**** Estratto del testo ****
9/4368/58Bruno Bossio, Palese.


   La Camera,
   preso atto che la modifica legislativa proposta intende anche modificare, attraverso una delega legislativa, l'ordinamento penitenziario;
   rilevato che la delega legislativa di modifica dell'ordinamento penitenziario come proposta, consente al Governo con ampi margini di poter procedere ad una riforma delle preclusioni all'accesso dei benefici penitenziari per i condannati alla pena dell'ergastolo,

impegna il Governo

a prevedere che nell'espletamento della propria delega, tra i reati da escludere, puniti con la pena dell'ergastolo, ai fini dell'accesso ai benefici penitenziari, siano compresi quelli di strage e di omicidio aggravato.
9/4368/59Invernizzi, Molteni, Palese.


   La Camera,
   premesso che:
    in sede di esame del progetto di legge modifiche al codice penale, al codice di procedura penale e all'ordinamento penitenziario;
    preso atto che la modifica legislativa proposta intende anche modificare, attraverso una delega legislativa, l'ordinamento penitenziario;
    rilevato che la delega legislativa di modifica dell'ordinamento penitenziario come proposta consente al Governo con ampi margini di poter procedere ad una riforma per l'individualizzazione del trattamento rieducativo e la differenziazione dei percorsi penitenziari, sia per i recidivi che per gli autori di determinate categorie di reati,

impegna il Governo

a prevedere nell'espletamento della propria delega, degli automatismi che precludano ai recidivi di cui all'articolo 99, comma 4, del codice penale e ai condannati per il reato di violenza sessuale aggravata e violenza sessuale di gruppo l'applicazione di determinati trattamenti rieducativi o percorsi penitenziari.
**** Dati archiviati ****
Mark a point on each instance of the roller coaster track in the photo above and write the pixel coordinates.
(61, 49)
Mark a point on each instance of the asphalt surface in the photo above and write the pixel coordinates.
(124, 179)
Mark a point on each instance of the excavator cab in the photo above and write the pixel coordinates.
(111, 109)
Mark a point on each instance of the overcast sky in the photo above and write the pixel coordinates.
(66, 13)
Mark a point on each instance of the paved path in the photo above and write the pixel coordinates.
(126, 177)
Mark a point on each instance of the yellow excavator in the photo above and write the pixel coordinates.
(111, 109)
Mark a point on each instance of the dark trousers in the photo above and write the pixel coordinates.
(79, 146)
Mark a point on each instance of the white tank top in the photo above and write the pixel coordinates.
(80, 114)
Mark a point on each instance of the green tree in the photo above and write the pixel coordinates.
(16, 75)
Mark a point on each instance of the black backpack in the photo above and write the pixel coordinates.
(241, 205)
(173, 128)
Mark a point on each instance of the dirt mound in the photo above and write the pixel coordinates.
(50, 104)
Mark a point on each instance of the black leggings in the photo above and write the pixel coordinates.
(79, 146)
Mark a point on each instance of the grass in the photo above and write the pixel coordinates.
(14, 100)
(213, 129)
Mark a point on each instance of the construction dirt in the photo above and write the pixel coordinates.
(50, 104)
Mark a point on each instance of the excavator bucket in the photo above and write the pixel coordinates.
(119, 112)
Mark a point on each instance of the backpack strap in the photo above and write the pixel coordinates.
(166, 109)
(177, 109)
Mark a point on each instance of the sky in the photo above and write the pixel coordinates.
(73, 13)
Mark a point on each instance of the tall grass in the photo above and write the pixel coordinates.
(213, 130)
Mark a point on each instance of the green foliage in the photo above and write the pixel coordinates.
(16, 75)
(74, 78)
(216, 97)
****
Copia parola per parola il passo del testo sull'ordinamento penitenziario da "a prevedere nell'espletamento" fino a "o percorsi penitenziari." incluso.

a prevedere nell'espletamento della propria delega, degli automatismi che precludano ai recidivi di cui all'articolo 99, comma 4, del codice penale e ai condannati per il reato di violenza sessuale aggravata e violenza sessuale di gruppo l'applicazione di determinati trattamenti rieducativi o percorsi penitenziari.